Copy the rows from the line that contains "Task: Locate every instance of wooden" through the line that contains "[23,141,361,152]", swapping "Detection output" for "Predicted boxes" and keeping everything else the same.

Information supplied
****************************************
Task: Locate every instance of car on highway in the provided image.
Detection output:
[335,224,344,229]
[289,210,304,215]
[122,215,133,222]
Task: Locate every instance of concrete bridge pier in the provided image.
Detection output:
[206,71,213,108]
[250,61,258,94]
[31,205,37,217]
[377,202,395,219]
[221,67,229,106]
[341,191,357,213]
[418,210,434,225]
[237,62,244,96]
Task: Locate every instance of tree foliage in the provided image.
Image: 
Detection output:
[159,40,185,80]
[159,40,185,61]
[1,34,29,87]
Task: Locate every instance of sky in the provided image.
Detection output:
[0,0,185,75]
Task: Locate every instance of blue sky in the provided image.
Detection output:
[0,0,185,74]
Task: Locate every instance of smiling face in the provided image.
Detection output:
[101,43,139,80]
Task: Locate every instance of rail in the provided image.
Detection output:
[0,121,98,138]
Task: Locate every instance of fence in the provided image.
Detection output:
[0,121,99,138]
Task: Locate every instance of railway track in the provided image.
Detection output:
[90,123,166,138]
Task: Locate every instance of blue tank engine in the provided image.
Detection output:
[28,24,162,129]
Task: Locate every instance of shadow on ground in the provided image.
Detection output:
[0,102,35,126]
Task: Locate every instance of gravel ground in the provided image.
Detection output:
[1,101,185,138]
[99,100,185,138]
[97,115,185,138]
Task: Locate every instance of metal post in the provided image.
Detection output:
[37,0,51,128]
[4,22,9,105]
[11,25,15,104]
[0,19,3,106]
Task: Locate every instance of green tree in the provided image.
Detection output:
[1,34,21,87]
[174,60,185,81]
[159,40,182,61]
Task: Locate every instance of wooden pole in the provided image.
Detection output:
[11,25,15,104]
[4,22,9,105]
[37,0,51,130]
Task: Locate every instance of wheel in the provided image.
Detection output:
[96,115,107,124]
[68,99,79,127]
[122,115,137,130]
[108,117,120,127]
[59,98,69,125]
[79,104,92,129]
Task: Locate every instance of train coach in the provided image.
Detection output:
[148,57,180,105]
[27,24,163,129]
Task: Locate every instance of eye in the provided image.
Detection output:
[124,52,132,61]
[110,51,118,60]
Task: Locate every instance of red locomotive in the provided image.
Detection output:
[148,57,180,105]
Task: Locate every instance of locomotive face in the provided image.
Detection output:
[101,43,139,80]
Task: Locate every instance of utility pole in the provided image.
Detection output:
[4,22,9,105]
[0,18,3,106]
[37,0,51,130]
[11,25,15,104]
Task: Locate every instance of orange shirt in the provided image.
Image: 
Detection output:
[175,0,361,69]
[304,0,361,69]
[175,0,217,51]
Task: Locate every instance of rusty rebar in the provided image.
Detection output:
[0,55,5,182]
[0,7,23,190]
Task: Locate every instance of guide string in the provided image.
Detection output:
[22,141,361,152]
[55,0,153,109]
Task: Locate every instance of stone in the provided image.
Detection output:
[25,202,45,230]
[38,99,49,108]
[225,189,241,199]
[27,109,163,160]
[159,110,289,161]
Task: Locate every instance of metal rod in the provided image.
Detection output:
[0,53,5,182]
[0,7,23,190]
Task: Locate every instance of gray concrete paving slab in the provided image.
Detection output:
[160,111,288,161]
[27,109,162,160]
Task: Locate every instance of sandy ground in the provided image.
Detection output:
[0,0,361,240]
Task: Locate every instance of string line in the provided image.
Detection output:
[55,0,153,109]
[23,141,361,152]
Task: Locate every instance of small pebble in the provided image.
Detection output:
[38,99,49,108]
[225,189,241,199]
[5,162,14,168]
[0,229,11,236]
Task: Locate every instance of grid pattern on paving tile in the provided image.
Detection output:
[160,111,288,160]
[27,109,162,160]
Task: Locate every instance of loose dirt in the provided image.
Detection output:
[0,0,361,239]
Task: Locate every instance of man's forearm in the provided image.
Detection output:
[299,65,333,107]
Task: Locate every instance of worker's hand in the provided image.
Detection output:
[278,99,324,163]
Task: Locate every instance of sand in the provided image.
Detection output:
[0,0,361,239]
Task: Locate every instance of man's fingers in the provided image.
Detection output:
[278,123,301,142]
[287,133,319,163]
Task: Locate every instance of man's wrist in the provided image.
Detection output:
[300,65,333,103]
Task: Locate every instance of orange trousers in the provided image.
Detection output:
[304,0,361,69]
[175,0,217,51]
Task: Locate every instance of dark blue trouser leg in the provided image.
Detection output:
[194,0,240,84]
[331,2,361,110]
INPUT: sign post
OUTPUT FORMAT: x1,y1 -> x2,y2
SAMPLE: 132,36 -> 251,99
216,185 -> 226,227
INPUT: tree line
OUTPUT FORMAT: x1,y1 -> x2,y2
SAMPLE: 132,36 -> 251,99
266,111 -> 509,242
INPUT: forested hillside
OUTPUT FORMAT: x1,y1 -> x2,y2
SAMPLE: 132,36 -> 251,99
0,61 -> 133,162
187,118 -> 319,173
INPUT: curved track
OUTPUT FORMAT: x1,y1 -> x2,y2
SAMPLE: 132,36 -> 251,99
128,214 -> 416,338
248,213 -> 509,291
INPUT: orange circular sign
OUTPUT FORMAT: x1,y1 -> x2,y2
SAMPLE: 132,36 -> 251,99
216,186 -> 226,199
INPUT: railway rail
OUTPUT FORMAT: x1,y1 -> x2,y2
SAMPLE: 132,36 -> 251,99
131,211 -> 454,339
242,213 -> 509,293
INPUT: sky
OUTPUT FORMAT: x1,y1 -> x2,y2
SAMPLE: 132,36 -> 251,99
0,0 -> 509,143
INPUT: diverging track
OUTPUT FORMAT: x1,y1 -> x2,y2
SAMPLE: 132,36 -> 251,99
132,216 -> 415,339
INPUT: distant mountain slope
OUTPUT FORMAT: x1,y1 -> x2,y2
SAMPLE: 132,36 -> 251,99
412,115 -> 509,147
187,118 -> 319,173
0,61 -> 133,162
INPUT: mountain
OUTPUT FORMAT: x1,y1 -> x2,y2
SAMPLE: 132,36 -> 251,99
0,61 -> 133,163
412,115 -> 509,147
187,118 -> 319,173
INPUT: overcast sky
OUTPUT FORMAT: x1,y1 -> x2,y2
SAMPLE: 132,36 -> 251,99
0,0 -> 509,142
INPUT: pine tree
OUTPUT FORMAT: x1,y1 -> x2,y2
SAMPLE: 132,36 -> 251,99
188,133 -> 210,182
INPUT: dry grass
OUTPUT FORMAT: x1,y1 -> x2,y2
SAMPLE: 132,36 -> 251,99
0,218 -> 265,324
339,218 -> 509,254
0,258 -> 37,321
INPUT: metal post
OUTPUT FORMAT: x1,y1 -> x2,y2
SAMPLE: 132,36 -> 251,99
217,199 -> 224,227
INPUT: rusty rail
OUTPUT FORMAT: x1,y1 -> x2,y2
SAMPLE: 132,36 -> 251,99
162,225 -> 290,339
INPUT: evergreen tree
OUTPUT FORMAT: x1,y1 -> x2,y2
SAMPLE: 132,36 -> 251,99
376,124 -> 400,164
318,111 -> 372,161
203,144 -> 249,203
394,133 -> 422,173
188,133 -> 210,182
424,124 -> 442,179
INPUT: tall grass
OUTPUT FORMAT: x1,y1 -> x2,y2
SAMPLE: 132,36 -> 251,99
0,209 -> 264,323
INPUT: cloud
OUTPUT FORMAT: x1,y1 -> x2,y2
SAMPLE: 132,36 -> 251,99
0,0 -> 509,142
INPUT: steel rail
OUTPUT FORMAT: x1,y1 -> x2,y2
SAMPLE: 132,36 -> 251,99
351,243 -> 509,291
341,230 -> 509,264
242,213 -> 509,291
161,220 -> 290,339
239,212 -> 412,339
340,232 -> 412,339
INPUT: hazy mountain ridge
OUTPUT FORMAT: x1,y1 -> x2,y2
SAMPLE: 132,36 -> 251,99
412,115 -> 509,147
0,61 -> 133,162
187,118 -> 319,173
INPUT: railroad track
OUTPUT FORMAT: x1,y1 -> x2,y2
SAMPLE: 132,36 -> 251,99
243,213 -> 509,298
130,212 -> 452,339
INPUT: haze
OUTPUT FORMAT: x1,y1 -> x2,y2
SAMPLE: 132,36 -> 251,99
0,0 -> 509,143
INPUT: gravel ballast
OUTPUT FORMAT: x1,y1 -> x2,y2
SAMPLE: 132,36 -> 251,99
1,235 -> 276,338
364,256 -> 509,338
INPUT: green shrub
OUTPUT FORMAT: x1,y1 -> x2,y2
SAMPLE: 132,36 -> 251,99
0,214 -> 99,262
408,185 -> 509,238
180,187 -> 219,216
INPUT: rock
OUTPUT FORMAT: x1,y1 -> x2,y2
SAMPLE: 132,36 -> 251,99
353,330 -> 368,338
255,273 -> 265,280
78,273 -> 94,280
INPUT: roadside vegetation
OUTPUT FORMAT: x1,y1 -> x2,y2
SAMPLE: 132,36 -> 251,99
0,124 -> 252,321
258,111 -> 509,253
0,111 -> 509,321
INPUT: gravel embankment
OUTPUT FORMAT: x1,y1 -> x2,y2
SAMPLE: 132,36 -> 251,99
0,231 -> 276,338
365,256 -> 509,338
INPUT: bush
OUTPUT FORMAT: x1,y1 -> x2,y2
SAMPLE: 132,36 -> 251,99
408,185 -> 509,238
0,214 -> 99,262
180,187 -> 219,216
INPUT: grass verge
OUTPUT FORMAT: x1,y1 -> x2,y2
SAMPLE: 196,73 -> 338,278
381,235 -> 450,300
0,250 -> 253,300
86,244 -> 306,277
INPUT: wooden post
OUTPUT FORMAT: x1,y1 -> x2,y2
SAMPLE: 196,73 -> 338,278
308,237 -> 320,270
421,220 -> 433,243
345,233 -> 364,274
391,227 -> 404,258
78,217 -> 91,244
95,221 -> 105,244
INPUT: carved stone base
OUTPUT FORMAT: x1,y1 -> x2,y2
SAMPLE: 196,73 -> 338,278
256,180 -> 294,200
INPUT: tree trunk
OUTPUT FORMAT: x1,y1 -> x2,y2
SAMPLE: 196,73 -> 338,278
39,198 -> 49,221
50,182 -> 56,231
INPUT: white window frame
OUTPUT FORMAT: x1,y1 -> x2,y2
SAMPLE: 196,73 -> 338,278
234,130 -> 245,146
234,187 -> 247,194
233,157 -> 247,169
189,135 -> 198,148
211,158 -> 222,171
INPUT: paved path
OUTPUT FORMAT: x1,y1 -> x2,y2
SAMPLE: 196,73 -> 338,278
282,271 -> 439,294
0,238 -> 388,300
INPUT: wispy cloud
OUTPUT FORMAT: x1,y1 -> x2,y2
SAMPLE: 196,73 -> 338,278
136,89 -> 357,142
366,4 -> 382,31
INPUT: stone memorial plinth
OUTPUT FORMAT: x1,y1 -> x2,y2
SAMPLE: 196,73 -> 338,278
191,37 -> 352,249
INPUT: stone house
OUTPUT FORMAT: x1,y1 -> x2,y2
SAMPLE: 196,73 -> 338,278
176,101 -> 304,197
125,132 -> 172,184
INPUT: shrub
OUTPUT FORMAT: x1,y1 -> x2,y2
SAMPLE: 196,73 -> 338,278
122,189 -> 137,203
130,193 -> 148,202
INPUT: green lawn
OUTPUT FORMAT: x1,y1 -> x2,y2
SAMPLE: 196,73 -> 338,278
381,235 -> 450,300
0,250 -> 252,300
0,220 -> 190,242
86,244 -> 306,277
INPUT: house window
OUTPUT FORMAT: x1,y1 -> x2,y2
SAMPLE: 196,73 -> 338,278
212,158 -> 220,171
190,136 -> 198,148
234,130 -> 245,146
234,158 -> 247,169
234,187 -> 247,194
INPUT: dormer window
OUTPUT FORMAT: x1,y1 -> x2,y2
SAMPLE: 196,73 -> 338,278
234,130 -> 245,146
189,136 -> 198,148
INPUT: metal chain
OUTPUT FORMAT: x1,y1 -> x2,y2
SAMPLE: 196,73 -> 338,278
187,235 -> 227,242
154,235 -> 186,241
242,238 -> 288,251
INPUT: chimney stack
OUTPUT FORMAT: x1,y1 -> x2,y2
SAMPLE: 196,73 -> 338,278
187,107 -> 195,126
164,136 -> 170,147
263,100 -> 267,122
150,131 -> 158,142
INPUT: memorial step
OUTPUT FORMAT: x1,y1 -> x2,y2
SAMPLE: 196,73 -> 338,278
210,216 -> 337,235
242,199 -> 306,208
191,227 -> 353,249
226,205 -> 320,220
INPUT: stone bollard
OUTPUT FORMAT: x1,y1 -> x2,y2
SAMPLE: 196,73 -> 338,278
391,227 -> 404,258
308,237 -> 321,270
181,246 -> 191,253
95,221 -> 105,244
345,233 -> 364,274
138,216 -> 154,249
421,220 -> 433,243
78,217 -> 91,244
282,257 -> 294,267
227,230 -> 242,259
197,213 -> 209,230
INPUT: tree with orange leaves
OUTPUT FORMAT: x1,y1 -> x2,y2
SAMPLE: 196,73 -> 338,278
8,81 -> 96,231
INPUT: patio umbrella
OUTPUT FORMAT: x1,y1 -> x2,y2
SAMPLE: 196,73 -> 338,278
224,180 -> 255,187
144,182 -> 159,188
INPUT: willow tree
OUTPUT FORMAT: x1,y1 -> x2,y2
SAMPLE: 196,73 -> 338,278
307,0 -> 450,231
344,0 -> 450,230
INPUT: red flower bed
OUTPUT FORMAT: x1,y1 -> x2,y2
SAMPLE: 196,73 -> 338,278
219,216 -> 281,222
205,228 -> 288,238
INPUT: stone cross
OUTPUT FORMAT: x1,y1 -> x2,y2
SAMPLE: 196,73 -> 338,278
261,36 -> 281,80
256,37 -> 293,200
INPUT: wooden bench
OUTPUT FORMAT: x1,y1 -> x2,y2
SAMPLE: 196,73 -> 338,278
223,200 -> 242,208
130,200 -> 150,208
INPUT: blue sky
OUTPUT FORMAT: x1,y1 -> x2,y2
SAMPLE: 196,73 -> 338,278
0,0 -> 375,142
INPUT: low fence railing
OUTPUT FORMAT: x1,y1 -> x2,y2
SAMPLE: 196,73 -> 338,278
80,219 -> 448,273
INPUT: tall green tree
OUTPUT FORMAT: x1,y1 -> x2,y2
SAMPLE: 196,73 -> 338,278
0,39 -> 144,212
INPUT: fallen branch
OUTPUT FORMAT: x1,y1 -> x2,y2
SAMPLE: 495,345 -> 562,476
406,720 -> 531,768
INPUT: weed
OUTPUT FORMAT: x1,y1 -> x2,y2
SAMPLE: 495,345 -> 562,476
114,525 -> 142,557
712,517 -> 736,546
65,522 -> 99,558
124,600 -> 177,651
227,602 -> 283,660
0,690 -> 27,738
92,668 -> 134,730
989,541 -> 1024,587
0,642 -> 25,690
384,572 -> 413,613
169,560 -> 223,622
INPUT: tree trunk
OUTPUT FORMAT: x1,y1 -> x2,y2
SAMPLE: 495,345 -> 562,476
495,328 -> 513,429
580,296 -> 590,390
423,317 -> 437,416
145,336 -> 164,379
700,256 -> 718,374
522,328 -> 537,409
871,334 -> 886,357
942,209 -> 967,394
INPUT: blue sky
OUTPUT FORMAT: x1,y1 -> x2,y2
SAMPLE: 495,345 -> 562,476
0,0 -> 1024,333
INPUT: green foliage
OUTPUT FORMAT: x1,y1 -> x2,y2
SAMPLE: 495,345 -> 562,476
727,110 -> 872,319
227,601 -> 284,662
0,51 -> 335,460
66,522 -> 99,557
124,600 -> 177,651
****************************************
Solution
Task: Locate every instance of wooden pole in the provided image.
Predicted boxes:
[11,25,15,104]
[4,22,9,105]
[37,0,51,130]
Task: Locate every instance of wheel in the provided image.
Predicted boxes:
[96,115,107,124]
[68,99,79,127]
[122,115,137,130]
[108,117,120,127]
[59,98,69,125]
[79,104,92,129]
Task: Locate every instance of train coach in the provided image.
Predicted boxes:
[148,57,180,105]
[27,24,163,129]
Task: Locate every instance of eye in the provided image.
Predicted boxes:
[124,52,132,61]
[110,51,118,60]
Task: Locate every instance of red locomotive in the provided image.
Predicted boxes:
[148,57,180,105]
Task: Locate every instance of locomotive face in the provided image.
Predicted boxes:
[101,43,139,80]
Task: Locate every instance of utility pole in the provided image.
Predicted boxes:
[4,22,9,105]
[0,18,3,106]
[37,0,51,130]
[11,25,15,104]
Task: Locate every instance of orange shirt in the provided image.
Image: 
Predicted boxes:
[175,0,361,69]
[304,0,361,69]
[175,0,217,51]
Task: Locate every instance of rusty rebar in the provided image.
Predicted boxes:
[0,55,5,182]
[0,7,23,190]
Task: Locate every instance of guide string in the provided image.
Predicted boxes:
[22,141,361,152]
[55,0,153,109]
Task: Locate every instance of stone in the provided image.
Predicted boxes:
[25,202,45,230]
[38,99,49,108]
[225,189,241,199]
[27,109,163,160]
[159,110,289,161]
Task: Locate every instance of metal rod in the provided image.
Predicted boxes:
[0,53,5,182]
[0,7,23,190]
Task: Locate every instance of gray concrete paving slab in the provided image.
Predicted boxes:
[160,111,288,161]
[27,109,162,160]
Task: Locate every instance of sandy ground in the provided image.
Predicted boxes:
[0,0,361,240]
Task: Locate every instance of string line in the provided image.
Predicted boxes:
[55,0,153,109]
[23,141,361,152]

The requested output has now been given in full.